* [Doel 1]
Schrijf uit de lijst verderop woordelijk over wat loopt vanaf het begin van die lijst tot en met de regel met "[0, 165, 26, 208]", zonder de afbeeldingen.

* [Bronfragment]
◇ ◇ ◇ ◇

Op 23 september werd het academiejaar plechtig geopend met een feestelijke stoet en een lange speech van de rector. In die speech wees hij op een paar duidelijke pijnpunten die dit academiejaar en de toekomst van UGent kunnen bepalen.
Vanuit het Wintercircus in de Sint-Pietersnieuwstraat vertrok op vrijdag 23 september een processie van professoren, medewerkers en studenten richting campus Aula. Daar kwamen ze samen om, onder andere, te luisteren naar de openingsrede van rector Rik Van de Walle. In zijn speech haalde de rector zaken aan die centraal zullen staan in het beleid van UGent dit academiejaar en in de toekomst van de universiteit. Daarom zetten wij ze nog eens op een rijtje.
Avant-gardist of diep in de mainstream?
De speech begint met een inleiding tot het avant-gardisme, wat in de kunstwereld zoveel wil zeggen als controversiële, gedurfde en vernieuwende kunst. De rector beschrijft dat idee als noodzakelijk, zowel in de kunst als in de maatschappij. Hij pleit voor vernieuwen, aannames in vraag stellen en tegen de mainstream ingaan. Universiteit Gent durft volgens Van de Walle dan ook avant-gardistisch uit de hoek te komen en zou een veilige haven zijn voor vrijdenkers en dergelijke dwarsliggers.
Later in de speech stelt de rector echter dat de avant-gardistische zet van de universiteit ondertussen al breed omarmd werd. Denk bijvoorbeeld aan de aangekondigde vernieuwingsplannen waarin UGent tegen 2050 opgedeeld wordt in drie grote clusters. Studenten, actoren in de bouwsector en zelfs minister van Wonen Matthias Diependaele lijken oren te hebben naar deze plannen. Dat is natuurlijk een goede basis om die zaken te realiseren, maar je kan je dan natuurlijk wel vragen stellen bij het avant-gardistische karakter van een dergelijk breed gedragen voorstel.

◇ ◇ ◇ ◇

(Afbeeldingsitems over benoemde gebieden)

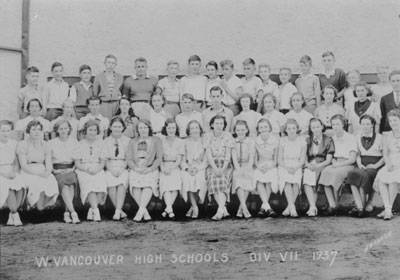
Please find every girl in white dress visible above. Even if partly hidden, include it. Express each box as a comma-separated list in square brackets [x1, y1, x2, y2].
[160, 118, 185, 219]
[102, 117, 130, 221]
[181, 120, 208, 219]
[49, 118, 80, 224]
[278, 119, 306, 217]
[0, 120, 26, 226]
[232, 120, 255, 219]
[253, 118, 279, 218]
[374, 109, 400, 220]
[17, 121, 59, 211]
[72, 120, 107, 222]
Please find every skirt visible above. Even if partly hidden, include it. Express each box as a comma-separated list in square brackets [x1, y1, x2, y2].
[53, 163, 78, 193]
[207, 159, 232, 201]
[182, 167, 207, 203]
[129, 169, 159, 197]
[232, 163, 255, 194]
[319, 165, 354, 191]
[160, 162, 182, 197]
[76, 165, 107, 204]
[346, 156, 381, 193]
[21, 164, 59, 207]
[0, 165, 26, 208]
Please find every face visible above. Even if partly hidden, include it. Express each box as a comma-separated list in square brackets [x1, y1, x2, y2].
[389, 116, 400, 131]
[347, 72, 360, 86]
[279, 70, 291, 83]
[138, 122, 150, 137]
[51, 66, 64, 79]
[210, 90, 222, 104]
[86, 125, 97, 140]
[151, 95, 164, 109]
[235, 124, 248, 139]
[310, 121, 322, 136]
[135, 61, 147, 77]
[322, 55, 335, 69]
[300, 62, 311, 73]
[292, 94, 303, 110]
[88, 100, 101, 115]
[206, 65, 217, 79]
[222, 65, 233, 78]
[258, 67, 271, 81]
[26, 72, 39, 85]
[0, 124, 12, 139]
[189, 123, 200, 136]
[355, 86, 368, 100]
[213, 119, 224, 132]
[188, 61, 201, 73]
[166, 123, 176, 136]
[243, 64, 256, 77]
[29, 125, 43, 139]
[258, 122, 271, 135]
[331, 119, 343, 133]
[390, 74, 400, 91]
[104, 57, 117, 72]
[57, 123, 69, 137]
[80, 69, 92, 83]
[324, 88, 335, 102]
[167, 64, 179, 76]
[240, 97, 251, 110]
[182, 98, 193, 112]
[286, 123, 297, 136]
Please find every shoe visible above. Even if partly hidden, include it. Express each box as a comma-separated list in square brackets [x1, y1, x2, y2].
[12, 212, 22, 227]
[86, 207, 93, 221]
[265, 208, 278, 218]
[64, 212, 72, 224]
[7, 212, 14, 226]
[186, 207, 193, 218]
[113, 209, 121, 221]
[71, 212, 81, 224]
[93, 208, 101, 222]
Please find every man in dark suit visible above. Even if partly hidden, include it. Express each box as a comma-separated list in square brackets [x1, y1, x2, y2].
[380, 70, 400, 133]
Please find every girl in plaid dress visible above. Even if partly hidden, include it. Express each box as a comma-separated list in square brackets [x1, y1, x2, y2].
[205, 115, 233, 221]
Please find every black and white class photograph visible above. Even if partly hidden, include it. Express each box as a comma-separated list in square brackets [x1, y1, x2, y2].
[0, 0, 400, 280]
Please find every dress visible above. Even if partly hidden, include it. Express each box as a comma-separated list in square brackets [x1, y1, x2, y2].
[160, 137, 185, 197]
[319, 132, 358, 191]
[346, 134, 383, 193]
[204, 131, 233, 200]
[17, 140, 59, 207]
[126, 136, 162, 197]
[373, 131, 400, 193]
[49, 135, 78, 193]
[253, 135, 279, 193]
[72, 139, 107, 204]
[278, 137, 306, 193]
[232, 137, 256, 193]
[0, 139, 26, 208]
[303, 135, 335, 187]
[102, 135, 130, 189]
[182, 137, 208, 203]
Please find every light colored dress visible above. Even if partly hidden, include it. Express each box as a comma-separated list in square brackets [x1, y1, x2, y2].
[232, 137, 256, 193]
[253, 135, 279, 193]
[0, 139, 26, 208]
[72, 139, 107, 204]
[182, 137, 208, 203]
[374, 131, 400, 193]
[17, 140, 59, 207]
[278, 136, 306, 193]
[160, 137, 185, 197]
[102, 135, 130, 189]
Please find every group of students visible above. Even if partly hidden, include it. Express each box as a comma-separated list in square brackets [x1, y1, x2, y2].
[0, 52, 400, 226]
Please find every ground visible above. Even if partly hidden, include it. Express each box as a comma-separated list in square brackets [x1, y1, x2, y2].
[0, 202, 400, 280]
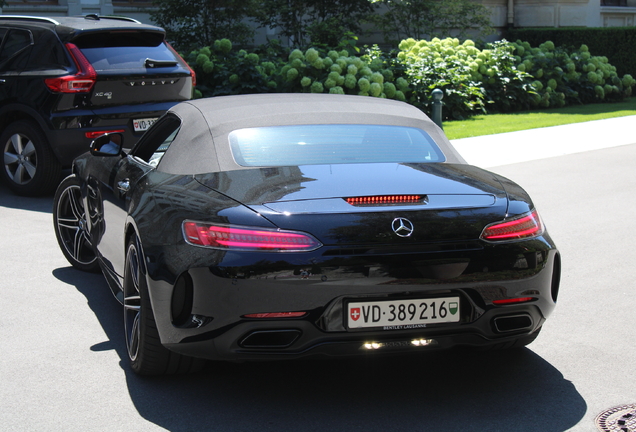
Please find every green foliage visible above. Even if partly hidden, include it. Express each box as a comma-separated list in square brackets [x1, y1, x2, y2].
[185, 32, 636, 119]
[372, 0, 494, 44]
[397, 38, 534, 119]
[185, 39, 286, 97]
[150, 0, 257, 51]
[513, 40, 634, 108]
[255, 0, 374, 48]
[506, 27, 636, 76]
[279, 47, 409, 100]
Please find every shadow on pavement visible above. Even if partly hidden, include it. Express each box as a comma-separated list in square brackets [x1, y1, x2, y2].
[53, 267, 587, 432]
[0, 182, 53, 213]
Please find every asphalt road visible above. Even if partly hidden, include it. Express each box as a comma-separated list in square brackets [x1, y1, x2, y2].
[0, 145, 636, 432]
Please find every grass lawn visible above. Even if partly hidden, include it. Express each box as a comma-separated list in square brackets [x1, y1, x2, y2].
[444, 97, 636, 139]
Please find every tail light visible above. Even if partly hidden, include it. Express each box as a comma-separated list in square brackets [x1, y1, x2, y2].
[84, 129, 126, 139]
[345, 195, 426, 206]
[44, 43, 97, 93]
[165, 42, 197, 88]
[481, 210, 543, 242]
[243, 312, 307, 319]
[492, 297, 535, 306]
[183, 221, 322, 252]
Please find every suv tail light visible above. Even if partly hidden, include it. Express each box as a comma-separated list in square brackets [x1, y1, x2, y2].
[44, 43, 97, 93]
[183, 221, 322, 252]
[481, 210, 543, 242]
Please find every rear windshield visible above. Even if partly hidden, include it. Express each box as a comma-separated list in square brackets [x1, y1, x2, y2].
[229, 124, 446, 167]
[73, 33, 176, 72]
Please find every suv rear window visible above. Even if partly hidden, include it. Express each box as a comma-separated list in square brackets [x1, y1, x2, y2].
[73, 33, 176, 72]
[229, 124, 446, 167]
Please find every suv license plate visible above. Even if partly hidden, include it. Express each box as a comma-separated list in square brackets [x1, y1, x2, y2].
[347, 297, 460, 329]
[133, 117, 158, 132]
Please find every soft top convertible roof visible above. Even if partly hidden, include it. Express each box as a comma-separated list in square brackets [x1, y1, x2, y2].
[159, 93, 466, 174]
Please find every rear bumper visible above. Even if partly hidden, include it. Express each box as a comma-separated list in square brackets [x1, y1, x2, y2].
[46, 102, 176, 167]
[148, 241, 560, 361]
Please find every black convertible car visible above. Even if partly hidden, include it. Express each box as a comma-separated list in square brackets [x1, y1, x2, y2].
[53, 94, 561, 374]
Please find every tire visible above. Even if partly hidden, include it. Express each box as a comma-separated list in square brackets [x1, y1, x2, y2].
[123, 237, 205, 375]
[0, 120, 62, 196]
[53, 174, 99, 272]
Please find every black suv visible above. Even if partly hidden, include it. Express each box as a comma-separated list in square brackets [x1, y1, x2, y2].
[0, 15, 195, 195]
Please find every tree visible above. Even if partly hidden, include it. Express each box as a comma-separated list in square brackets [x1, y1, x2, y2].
[251, 0, 375, 47]
[372, 0, 493, 43]
[150, 0, 256, 51]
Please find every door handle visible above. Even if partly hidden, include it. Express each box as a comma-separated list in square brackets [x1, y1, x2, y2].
[117, 179, 130, 193]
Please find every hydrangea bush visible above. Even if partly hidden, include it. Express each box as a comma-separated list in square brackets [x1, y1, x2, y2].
[185, 38, 636, 119]
[513, 40, 636, 108]
[398, 38, 534, 119]
[281, 48, 409, 101]
[185, 39, 285, 97]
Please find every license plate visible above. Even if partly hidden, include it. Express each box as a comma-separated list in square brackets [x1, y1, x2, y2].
[347, 297, 460, 330]
[133, 117, 158, 132]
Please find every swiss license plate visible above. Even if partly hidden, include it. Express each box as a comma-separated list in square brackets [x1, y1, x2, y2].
[347, 297, 460, 330]
[133, 117, 158, 132]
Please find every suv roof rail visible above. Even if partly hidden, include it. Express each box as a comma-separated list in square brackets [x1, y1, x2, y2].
[0, 15, 60, 25]
[84, 14, 141, 24]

◇ ◇ ◇ ◇

* [Doel 2]
Citeer de volledige tekst over de openingsrede van rector Rik Van de Walle letterlijk.

* [Eindresultaat 1]
Please find every girl in white dress visible above. Even if partly hidden, include it. Express each box as a comma-separated list in square brackets [x1, y1, x2, y2].
[160, 118, 185, 219]
[102, 117, 130, 221]
[181, 120, 208, 219]
[49, 118, 80, 224]
[278, 119, 306, 217]
[0, 120, 26, 226]
[232, 120, 255, 219]
[253, 118, 279, 218]
[374, 109, 400, 220]
[17, 121, 59, 211]
[72, 120, 107, 222]
Please find every skirt visible above. Even if partly hidden, include it. Express each box as a comma-separated list in square brackets [x1, y1, x2, y2].
[53, 163, 78, 193]
[207, 159, 232, 201]
[182, 167, 207, 203]
[129, 169, 159, 197]
[232, 163, 255, 194]
[319, 165, 354, 191]
[160, 162, 182, 197]
[76, 165, 107, 204]
[346, 156, 381, 193]
[21, 164, 59, 207]
[0, 165, 26, 208]

* [Eindresultaat 2]
Op 23 september werd het academiejaar plechtig geopend met een feestelijke stoet en een lange speech van de rector. In die speech wees hij op een paar duidelijke pijnpunten die dit academiejaar en de toekomst van UGent kunnen bepalen.
Vanuit het Wintercircus in de Sint-Pietersnieuwstraat vertrok op vrijdag 23 september een processie van professoren, medewerkers en studenten richting campus Aula. Daar kwamen ze samen om, onder andere, te luisteren naar de openingsrede van rector Rik Van de Walle. In zijn speech haalde de rector zaken aan die centraal zullen staan in het beleid van UGent dit academiejaar en in de toekomst van de universiteit. Daarom zetten wij ze nog eens op een rijtje.
Avant-gardist of diep in de mainstream?
De speech begint met een inleiding tot het avant-gardisme, wat in de kunstwereld zoveel wil zeggen als controversiële, gedurfde en vernieuwende kunst. De rector beschrijft dat idee als noodzakelijk, zowel in de kunst als in de maatschappij. Hij pleit voor vernieuwen, aannames in vraag stellen en tegen de mainstream ingaan. Universiteit Gent durft volgens Van de Walle dan ook avant-gardistisch uit de hoek te komen en zou een veilige haven zijn voor vrijdenkers en dergelijke dwarsliggers.
Later in de speech stelt de rector echter dat de avant-gardistische zet van de universiteit ondertussen al breed omarmd werd. Denk bijvoorbeeld aan de aangekondigde vernieuwingsplannen waarin UGent tegen 2050 opgedeeld wordt in drie grote clusters. Studenten, actoren in de bouwsector en zelfs minister van Wonen Matthias Diependaele lijken oren te hebben naar deze plannen. Dat is natuurlijk een goede basis om die zaken te realiseren, maar je kan je dan natuurlijk wel vragen stellen bij het avant-gardistische karakter van een dergelijk breed gedragen voorstel.